▸ **Description of the task**
Starting at the line with "Target: layered rock strata" in it, reproduce each line below through the last one, exactly, and include nothing else.

▸ **Input rows**
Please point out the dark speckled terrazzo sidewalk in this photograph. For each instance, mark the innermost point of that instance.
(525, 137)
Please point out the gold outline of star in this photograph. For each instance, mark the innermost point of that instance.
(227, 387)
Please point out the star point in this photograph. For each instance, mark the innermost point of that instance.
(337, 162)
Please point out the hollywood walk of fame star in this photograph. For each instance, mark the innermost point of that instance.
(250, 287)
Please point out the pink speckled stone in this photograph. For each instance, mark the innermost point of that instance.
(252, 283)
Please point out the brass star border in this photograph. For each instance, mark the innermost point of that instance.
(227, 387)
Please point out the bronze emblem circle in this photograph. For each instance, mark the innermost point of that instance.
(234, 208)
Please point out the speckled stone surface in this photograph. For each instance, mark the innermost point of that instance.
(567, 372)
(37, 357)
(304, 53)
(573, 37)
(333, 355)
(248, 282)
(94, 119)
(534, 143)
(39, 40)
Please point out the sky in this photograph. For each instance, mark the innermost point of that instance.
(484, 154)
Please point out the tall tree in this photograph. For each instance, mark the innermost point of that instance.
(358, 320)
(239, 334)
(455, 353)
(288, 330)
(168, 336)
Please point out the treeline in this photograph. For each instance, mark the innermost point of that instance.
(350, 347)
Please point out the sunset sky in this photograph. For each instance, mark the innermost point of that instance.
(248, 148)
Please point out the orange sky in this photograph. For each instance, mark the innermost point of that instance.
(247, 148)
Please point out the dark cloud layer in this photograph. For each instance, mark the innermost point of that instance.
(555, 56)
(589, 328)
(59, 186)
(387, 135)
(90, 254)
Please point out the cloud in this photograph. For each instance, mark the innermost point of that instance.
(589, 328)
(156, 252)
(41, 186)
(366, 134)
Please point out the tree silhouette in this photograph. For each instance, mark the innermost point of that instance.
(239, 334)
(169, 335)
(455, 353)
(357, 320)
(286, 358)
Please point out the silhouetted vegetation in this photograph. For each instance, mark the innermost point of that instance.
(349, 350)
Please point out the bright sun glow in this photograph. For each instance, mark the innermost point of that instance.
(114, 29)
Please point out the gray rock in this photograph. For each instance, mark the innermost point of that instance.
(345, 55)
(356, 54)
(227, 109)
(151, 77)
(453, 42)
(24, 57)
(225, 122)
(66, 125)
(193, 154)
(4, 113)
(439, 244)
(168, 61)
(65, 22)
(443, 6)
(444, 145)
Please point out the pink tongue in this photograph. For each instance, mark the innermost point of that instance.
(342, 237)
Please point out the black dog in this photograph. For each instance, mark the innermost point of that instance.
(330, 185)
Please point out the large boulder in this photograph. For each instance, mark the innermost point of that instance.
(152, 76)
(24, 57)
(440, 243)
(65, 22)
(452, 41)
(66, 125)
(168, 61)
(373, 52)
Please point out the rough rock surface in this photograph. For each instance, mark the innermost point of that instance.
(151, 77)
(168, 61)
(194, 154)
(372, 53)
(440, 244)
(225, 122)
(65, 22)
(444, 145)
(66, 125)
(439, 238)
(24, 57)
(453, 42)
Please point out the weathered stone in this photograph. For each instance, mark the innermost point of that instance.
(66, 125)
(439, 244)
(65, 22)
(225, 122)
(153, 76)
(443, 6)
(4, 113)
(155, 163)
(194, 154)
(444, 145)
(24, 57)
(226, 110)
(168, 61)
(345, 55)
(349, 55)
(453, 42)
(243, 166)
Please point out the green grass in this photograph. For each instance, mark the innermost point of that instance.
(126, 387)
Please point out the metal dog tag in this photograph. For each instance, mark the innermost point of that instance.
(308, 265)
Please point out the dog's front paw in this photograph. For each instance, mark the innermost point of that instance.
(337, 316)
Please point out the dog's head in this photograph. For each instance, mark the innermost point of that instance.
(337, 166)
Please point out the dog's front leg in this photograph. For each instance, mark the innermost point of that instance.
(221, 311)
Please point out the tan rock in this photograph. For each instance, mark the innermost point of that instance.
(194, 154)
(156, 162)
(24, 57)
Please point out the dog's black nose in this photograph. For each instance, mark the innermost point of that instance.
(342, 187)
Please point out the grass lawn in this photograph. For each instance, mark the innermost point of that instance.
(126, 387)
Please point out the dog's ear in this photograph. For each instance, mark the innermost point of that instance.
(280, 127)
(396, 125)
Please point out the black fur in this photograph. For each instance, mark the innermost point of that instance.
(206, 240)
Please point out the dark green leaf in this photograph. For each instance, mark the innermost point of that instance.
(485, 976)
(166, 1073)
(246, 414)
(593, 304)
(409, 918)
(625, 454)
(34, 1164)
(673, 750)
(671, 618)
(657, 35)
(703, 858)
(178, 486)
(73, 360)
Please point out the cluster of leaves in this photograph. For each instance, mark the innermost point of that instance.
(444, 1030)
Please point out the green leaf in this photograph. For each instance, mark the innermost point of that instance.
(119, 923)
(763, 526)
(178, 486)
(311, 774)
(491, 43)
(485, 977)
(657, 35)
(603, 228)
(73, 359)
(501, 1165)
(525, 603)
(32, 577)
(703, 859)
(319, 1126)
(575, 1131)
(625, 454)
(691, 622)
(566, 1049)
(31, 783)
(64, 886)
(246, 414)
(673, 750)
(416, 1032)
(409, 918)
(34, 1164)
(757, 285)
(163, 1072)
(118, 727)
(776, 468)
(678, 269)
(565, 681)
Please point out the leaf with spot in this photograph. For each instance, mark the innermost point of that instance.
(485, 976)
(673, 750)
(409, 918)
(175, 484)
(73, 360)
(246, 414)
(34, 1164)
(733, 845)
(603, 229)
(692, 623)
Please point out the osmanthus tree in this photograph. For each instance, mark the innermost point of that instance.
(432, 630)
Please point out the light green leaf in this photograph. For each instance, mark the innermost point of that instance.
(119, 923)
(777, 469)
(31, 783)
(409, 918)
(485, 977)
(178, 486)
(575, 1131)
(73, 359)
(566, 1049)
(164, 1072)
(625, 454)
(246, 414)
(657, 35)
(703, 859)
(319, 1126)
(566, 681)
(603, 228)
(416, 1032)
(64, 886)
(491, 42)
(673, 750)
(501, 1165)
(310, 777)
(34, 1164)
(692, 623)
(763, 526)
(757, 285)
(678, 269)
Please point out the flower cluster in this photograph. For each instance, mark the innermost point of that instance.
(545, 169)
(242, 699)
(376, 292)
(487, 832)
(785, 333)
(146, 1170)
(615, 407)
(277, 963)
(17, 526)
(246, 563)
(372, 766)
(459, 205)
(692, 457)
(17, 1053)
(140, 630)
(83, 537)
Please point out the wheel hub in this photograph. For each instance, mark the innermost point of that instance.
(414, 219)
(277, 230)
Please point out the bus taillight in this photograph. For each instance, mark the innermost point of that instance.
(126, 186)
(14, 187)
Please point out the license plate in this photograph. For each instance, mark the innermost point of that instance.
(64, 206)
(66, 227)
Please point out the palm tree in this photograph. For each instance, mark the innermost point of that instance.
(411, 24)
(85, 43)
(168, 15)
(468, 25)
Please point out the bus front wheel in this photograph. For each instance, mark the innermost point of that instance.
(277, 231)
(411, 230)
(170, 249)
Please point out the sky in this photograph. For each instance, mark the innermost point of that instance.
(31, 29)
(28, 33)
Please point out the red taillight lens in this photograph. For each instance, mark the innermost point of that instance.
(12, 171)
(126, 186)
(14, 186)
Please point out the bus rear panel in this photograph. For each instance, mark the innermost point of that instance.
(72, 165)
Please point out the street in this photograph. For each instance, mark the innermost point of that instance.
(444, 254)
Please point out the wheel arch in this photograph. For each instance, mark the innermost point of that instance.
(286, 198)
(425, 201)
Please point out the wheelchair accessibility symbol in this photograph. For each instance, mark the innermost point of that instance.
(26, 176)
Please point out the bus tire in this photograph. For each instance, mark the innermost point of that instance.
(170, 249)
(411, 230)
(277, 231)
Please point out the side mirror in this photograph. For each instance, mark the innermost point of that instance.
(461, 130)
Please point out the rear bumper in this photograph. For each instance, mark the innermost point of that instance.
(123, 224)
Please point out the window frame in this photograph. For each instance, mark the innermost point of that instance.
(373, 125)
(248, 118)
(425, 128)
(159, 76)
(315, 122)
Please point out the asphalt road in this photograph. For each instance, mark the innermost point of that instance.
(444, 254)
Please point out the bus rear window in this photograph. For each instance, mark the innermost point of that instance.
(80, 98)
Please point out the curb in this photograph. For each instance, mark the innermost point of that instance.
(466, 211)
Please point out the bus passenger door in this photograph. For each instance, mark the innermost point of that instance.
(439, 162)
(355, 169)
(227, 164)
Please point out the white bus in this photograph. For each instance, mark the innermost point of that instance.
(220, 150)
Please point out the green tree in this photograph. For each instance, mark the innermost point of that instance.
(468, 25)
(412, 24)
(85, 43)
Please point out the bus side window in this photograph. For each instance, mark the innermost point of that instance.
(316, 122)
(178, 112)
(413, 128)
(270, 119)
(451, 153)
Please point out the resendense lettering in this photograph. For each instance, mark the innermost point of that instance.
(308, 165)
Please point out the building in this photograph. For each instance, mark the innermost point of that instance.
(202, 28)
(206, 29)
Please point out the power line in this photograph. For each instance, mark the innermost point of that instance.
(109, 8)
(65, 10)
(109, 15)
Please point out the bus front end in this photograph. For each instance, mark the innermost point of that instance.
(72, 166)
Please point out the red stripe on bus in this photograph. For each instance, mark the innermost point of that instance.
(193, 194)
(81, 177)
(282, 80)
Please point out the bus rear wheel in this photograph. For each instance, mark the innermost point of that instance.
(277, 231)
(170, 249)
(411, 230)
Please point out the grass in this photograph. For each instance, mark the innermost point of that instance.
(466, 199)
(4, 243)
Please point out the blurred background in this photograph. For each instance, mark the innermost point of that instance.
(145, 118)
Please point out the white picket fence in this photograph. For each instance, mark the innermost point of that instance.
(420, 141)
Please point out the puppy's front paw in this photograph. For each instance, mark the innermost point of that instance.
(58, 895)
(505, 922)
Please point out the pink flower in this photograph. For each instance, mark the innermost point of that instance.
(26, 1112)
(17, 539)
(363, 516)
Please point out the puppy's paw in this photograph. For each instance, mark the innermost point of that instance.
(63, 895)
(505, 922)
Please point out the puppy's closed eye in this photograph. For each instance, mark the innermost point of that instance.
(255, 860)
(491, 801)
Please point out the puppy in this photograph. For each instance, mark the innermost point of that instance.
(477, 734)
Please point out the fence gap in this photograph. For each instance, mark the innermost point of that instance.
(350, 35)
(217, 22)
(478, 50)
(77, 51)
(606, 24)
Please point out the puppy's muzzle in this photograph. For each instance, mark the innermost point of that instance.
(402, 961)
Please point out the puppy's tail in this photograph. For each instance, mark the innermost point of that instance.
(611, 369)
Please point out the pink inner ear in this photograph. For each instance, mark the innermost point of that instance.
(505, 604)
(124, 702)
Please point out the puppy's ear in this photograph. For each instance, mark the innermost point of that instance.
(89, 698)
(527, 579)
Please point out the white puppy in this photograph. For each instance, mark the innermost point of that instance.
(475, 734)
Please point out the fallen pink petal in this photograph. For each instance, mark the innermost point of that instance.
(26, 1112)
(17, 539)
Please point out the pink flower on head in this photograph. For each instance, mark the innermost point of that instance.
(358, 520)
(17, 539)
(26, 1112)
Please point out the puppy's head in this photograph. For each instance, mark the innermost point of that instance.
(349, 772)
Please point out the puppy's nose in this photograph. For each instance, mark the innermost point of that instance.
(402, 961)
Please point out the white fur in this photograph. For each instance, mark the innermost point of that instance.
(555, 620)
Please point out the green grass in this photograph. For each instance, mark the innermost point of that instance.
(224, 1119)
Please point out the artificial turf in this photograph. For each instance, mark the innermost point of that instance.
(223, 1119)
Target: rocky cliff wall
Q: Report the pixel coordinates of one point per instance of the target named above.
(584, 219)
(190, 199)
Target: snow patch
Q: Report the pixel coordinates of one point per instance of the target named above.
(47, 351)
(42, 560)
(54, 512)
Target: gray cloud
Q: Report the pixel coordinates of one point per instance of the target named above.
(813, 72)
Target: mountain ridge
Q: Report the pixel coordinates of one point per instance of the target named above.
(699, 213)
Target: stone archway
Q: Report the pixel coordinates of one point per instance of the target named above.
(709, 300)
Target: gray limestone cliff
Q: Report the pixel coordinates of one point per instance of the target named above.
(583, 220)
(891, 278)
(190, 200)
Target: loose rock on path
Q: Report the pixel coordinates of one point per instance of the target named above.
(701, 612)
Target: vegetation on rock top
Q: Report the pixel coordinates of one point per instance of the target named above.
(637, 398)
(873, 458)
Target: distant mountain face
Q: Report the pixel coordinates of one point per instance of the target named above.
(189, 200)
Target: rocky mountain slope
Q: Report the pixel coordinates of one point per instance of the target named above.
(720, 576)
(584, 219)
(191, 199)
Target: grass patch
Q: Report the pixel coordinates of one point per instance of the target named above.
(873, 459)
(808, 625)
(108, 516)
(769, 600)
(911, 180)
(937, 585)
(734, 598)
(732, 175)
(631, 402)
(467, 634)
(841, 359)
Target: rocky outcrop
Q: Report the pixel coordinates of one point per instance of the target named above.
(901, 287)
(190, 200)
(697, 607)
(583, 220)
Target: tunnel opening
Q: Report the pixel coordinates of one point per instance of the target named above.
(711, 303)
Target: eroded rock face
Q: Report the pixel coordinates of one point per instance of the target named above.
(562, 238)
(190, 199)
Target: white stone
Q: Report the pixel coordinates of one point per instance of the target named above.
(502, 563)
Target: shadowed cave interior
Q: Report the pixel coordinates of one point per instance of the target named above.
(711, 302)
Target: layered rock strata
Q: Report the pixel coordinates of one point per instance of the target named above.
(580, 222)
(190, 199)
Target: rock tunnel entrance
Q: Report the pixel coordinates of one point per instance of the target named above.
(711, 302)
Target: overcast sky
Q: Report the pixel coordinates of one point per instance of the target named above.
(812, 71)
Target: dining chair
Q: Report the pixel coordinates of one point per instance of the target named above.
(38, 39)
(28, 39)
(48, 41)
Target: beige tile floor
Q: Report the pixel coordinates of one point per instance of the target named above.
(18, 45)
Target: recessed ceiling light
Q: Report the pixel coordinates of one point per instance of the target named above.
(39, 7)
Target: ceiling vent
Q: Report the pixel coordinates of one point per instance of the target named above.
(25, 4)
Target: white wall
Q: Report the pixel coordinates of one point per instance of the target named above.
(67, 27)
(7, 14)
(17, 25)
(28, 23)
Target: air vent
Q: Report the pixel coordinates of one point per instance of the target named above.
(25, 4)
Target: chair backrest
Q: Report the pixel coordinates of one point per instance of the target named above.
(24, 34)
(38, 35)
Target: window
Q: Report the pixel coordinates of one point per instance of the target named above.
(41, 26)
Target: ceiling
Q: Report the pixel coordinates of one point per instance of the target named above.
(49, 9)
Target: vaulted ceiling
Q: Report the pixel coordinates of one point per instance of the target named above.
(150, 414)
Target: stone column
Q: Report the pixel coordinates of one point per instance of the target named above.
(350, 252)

▸ **Solution for this problem**
Target: layered rock strata
Q: Report the pixel coordinates of one point per instance of the target named above.
(580, 222)
(190, 199)
Target: rock tunnel entrance
Q: Report the pixel coordinates of one point per instance of the target named above.
(711, 302)
Target: overcast sky
Q: Report the pixel coordinates of one point per instance of the target named above.
(812, 71)
Target: dining chair
Q: Report the pixel coordinates of one point per instance of the target named above.
(38, 39)
(28, 39)
(48, 41)
Target: beige tile floor
Q: Report the pixel coordinates of one point per instance of the target named above.
(18, 45)
Target: recessed ceiling light
Q: Report the pixel coordinates of one point per instance of the target named above.
(39, 7)
Target: ceiling vent
Q: Report the pixel coordinates of one point per instance of the target named above.
(25, 4)
Target: white wall
Q: Report the pixel coordinates of one point per instance of the target named above.
(67, 27)
(7, 14)
(17, 25)
(28, 23)
Target: air vent
Q: Report the pixel coordinates of one point per instance of the target named above.
(25, 4)
Target: chair backrest
Q: Report the pixel coordinates of one point per instance of the target named above.
(24, 34)
(38, 35)
Target: window
Q: Report the pixel coordinates of one point per instance of the target named above.
(41, 26)
Target: ceiling
Q: Report the pixel coordinates of one point per instance of the target named above.
(49, 9)
Target: vaulted ceiling
Q: Report the pixel coordinates of one point per instance of the target named above.
(150, 414)
Target: stone column
Q: Report the pixel coordinates of one point per instance of the target named above.
(350, 252)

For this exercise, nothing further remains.